Maximilian Stark (mail@dakror.de), SS2020

Stand: 18.07.2020

Compiler Construction

General compiler setup

1. Analysis
   • Scanner
     • Tokenization
     • Siever
       • Filtering of tokens (spaces, comments)
       • Collecting pragmas
       • Token-Replacements (Constants, names)
       • In practice: User-Code Callbacks per token type
     • Generated by specification
   • Parser
     • Generated by specification
       • hierarchical structure = context-free grammar
       • Pushdown-Automata
   • Type Checker
2. Internal Representation
3. Synthesis

Lexing

From Regex to NFA

• Thompson's Algorithm
  • Stitching together of predefined building blocks
  • Linear number of states for given input
• Berry-Sethi Approach (=Glushkov Automaton)
  • n + 1 states without $\epsilon$-transitions
  • Pre-computation of attributes during DFS
    1. empty
       • can current sub-expression consume $\epsilon$
       • Post-Order
    2. first
       • set of child leaves which may be reached first
       • Post-Order
    3. next
       • set of leaves which may be reached first after current
       • Pre-Order
       • At root: $\mathrm{next}[e]=\emptyset$
    4. last
       • set of child leaves which may be reached last
       • Post-Order
  • Construction using collected sets
    • States: Start + non-$\epsilon$-leaves
    • Final states: $! \mathrm{empty}[e] ~?~ \mathrm{last}[e] : \{ \cdot e \} \cup \mathrm{last}[e]$
    • Transitions $\forall \text{ literals } a:~\{(\cdot e,a,i\cdot ) ~|~ \forall~ i \in \mathrm{first}[e]\} \cup \{(i\cdot ,a,i'\cdot ) ~|~ \forall~ i' \in \mathrm{next}[i]\}$

From NFA to DFA: Powerset-Construction

• Merging of states with same input transitions
• Exponential size of powersets: NFA($n$) -> DFA($2^n$)

Data listing

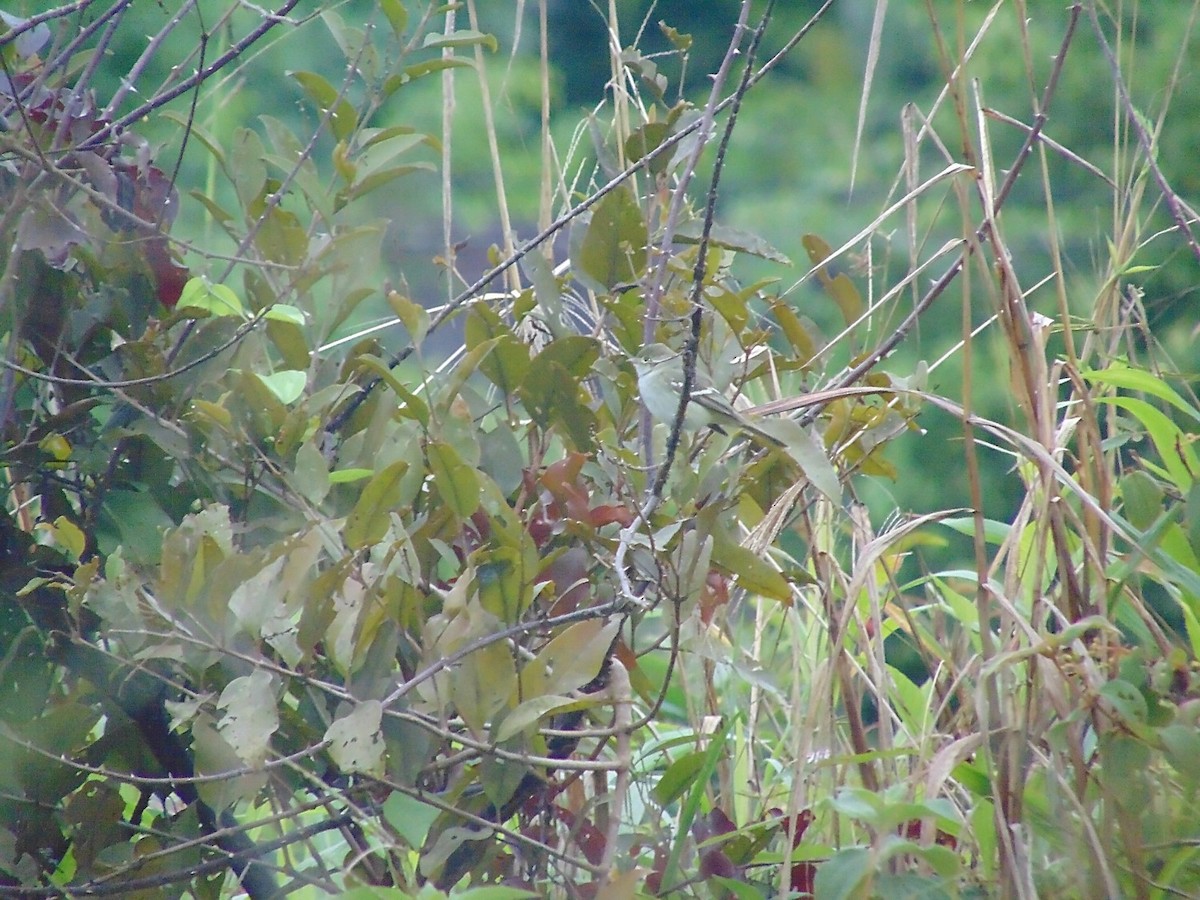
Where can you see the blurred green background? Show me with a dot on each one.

* * *

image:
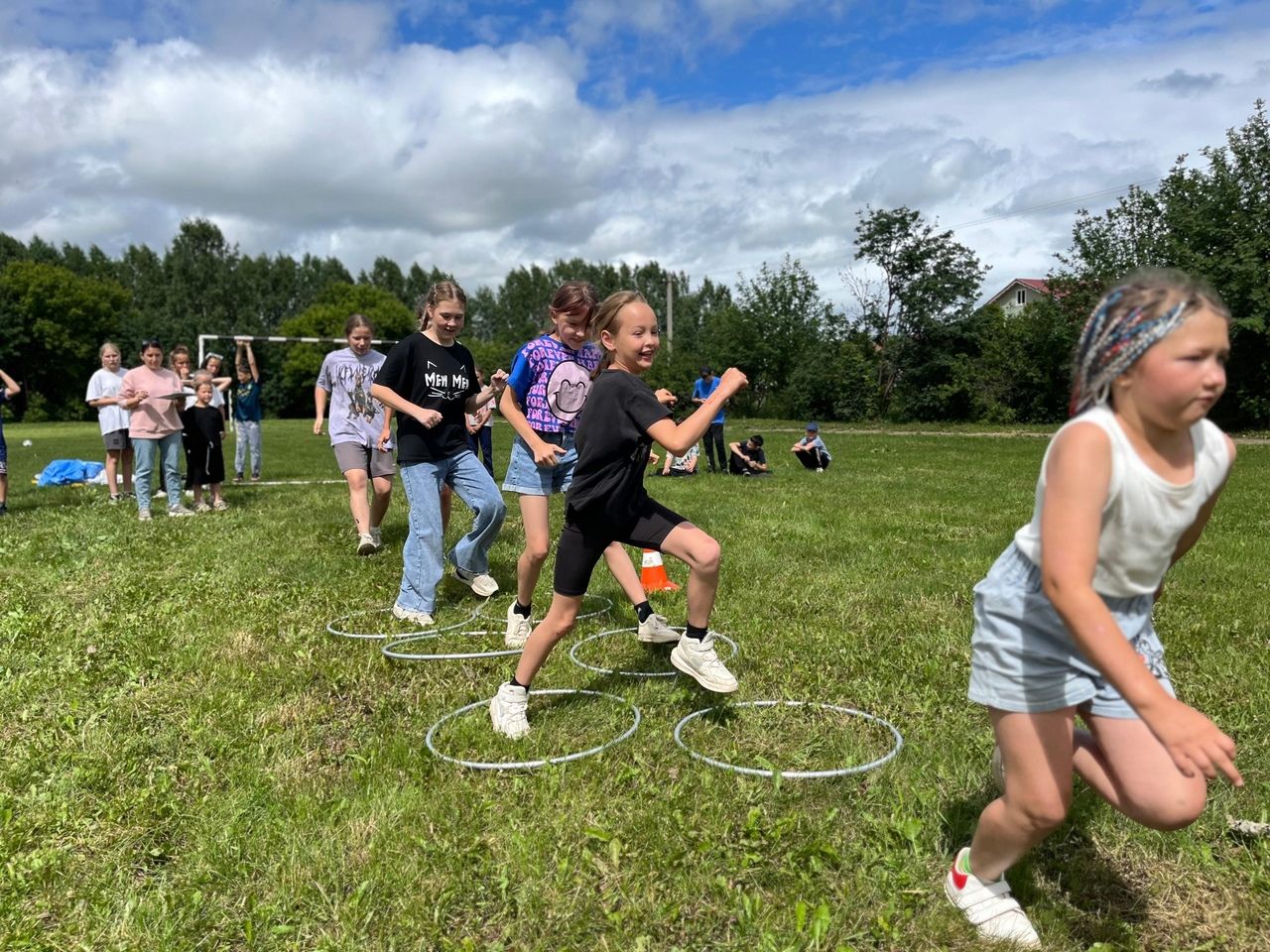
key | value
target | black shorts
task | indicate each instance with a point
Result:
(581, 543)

...

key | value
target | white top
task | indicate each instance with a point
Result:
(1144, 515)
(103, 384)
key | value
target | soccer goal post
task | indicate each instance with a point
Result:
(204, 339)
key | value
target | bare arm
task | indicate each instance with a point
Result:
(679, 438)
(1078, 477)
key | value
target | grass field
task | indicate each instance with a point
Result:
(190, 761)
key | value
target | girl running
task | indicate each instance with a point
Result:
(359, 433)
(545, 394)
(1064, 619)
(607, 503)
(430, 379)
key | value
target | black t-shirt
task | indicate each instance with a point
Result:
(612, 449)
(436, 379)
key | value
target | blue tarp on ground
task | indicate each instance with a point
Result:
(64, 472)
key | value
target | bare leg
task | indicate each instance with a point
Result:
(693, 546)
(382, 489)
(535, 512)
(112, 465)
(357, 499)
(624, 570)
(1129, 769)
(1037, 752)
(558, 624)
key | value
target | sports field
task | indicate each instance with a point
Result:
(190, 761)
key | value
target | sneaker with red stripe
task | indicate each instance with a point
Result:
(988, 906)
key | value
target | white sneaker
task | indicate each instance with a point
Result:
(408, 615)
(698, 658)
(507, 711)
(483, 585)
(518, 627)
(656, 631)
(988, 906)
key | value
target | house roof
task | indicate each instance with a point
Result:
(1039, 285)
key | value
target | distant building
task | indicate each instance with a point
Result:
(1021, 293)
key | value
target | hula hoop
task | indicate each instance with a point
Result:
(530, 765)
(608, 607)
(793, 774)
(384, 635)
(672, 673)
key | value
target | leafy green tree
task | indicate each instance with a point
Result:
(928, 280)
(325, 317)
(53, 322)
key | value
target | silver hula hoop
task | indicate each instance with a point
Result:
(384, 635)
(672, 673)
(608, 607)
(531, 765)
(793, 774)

Prompt
Return the stretch of the compiler construction notes from "General compiler setup" through "Token-Replacements (Constants, names)", copied word for word. The listing has no connection to the compiler construction notes.

Written response
General compiler setup

1. Analysis
   • Scanner
     • Tokenization
     • Siever
       • Filtering of tokens (spaces, comments)
       • Collecting pragmas
       • Token-Replacements (Constants, names)